Text excerpt:
Portrait of Jennie
|Portrait of Jennie|
|Directed by||William Dieterle|
|Produced by||David O. Selznick
|Screenplay by||Paul Osborn
Leonardo Bercovici (adaptation)
|Based on||Portrait of Jennie 1940 novel
by Robert Nathan
|Narrated by||Joseph Cotten|
|Music by||Claude Debussy
|Cinematography||Joseph H. August|
|Edited by||William Morgan|
|Distributed by||Selznick Releasing Organization|
|Box office||$1,510,000 (rentals)|
Portrait of Jennie is a 1948 fantasy film based on the novella by Robert Nathan. The film was directed by William Dieterle and produced by David O. Selznick. It stars Jennifer Jones and Joseph Cotten.

Excerpted data:
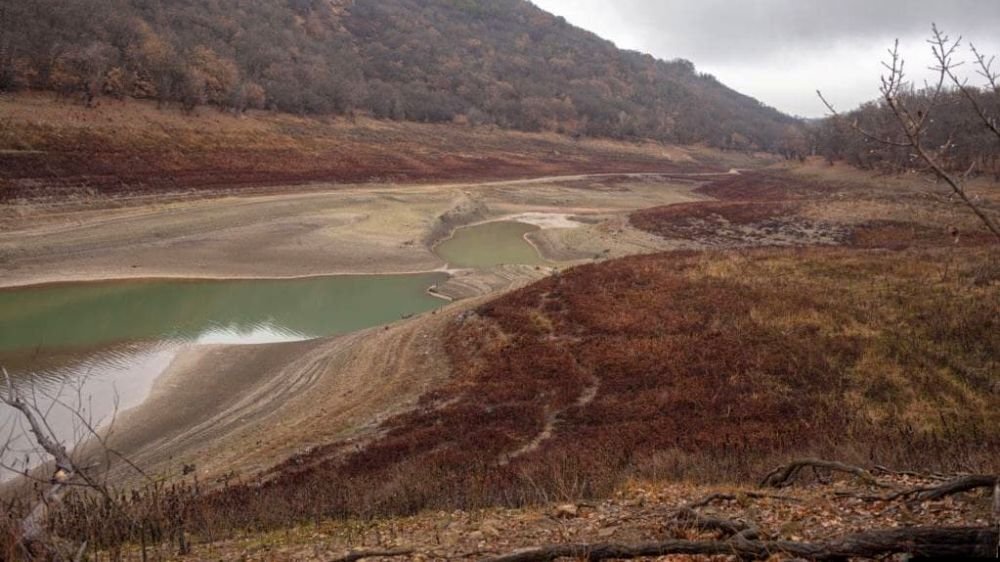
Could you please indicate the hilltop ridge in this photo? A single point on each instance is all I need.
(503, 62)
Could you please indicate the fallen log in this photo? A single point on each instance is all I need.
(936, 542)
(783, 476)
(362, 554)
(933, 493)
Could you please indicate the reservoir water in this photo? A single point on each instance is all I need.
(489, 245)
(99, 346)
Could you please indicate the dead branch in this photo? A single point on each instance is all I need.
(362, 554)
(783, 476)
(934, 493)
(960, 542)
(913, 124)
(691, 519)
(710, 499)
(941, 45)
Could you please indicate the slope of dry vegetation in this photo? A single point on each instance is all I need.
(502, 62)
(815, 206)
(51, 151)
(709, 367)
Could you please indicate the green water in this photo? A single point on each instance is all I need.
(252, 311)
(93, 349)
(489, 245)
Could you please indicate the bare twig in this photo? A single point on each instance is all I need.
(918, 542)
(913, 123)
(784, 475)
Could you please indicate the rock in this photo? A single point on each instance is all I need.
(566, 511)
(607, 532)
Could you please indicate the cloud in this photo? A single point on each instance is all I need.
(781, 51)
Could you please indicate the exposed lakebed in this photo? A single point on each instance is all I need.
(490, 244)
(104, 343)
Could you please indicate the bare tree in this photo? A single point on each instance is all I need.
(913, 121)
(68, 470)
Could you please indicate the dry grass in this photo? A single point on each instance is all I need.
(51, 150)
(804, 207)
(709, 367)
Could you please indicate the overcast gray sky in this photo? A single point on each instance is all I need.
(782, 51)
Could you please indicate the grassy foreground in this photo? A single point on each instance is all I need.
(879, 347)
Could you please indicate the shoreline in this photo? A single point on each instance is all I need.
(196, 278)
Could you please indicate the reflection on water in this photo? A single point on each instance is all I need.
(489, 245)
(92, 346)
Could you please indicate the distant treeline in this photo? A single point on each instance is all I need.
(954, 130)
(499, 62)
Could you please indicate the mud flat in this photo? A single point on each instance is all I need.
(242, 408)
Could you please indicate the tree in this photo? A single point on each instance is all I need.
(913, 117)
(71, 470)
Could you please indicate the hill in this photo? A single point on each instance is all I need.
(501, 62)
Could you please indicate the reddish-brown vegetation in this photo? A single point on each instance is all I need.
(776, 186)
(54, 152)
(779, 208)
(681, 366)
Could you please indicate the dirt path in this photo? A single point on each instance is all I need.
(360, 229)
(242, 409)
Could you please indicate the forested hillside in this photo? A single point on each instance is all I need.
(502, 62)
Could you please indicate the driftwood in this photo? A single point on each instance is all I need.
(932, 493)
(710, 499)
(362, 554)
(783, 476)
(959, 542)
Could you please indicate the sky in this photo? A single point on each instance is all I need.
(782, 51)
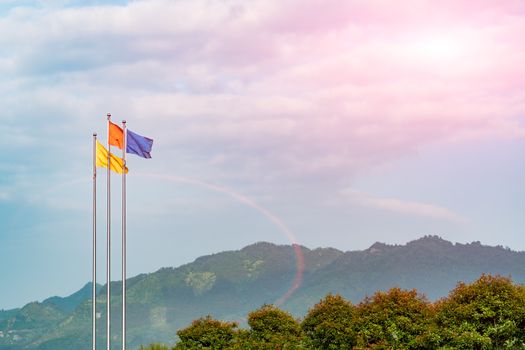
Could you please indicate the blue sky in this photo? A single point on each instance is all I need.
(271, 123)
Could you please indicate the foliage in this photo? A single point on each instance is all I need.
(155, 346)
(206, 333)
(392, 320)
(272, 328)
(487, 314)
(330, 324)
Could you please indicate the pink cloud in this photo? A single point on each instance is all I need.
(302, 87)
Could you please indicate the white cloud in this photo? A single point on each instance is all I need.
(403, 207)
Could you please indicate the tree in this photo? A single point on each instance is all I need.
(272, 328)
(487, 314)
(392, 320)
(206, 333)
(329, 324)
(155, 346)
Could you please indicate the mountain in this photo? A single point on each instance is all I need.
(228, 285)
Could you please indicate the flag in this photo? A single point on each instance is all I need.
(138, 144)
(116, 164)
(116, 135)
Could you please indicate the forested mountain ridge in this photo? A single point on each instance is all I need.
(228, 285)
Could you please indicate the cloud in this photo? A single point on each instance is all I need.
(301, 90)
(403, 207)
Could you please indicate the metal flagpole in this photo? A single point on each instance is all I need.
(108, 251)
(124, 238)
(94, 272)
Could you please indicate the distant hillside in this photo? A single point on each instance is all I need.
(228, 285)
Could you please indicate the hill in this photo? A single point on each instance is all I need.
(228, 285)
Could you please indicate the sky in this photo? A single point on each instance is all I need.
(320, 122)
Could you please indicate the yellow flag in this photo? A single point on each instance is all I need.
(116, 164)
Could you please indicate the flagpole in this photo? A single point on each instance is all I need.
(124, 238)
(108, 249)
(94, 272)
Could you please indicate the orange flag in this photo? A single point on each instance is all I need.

What you will do:
In the Portrait of Jennie text, who narrated the film?

Written reply:
Joseph Cotten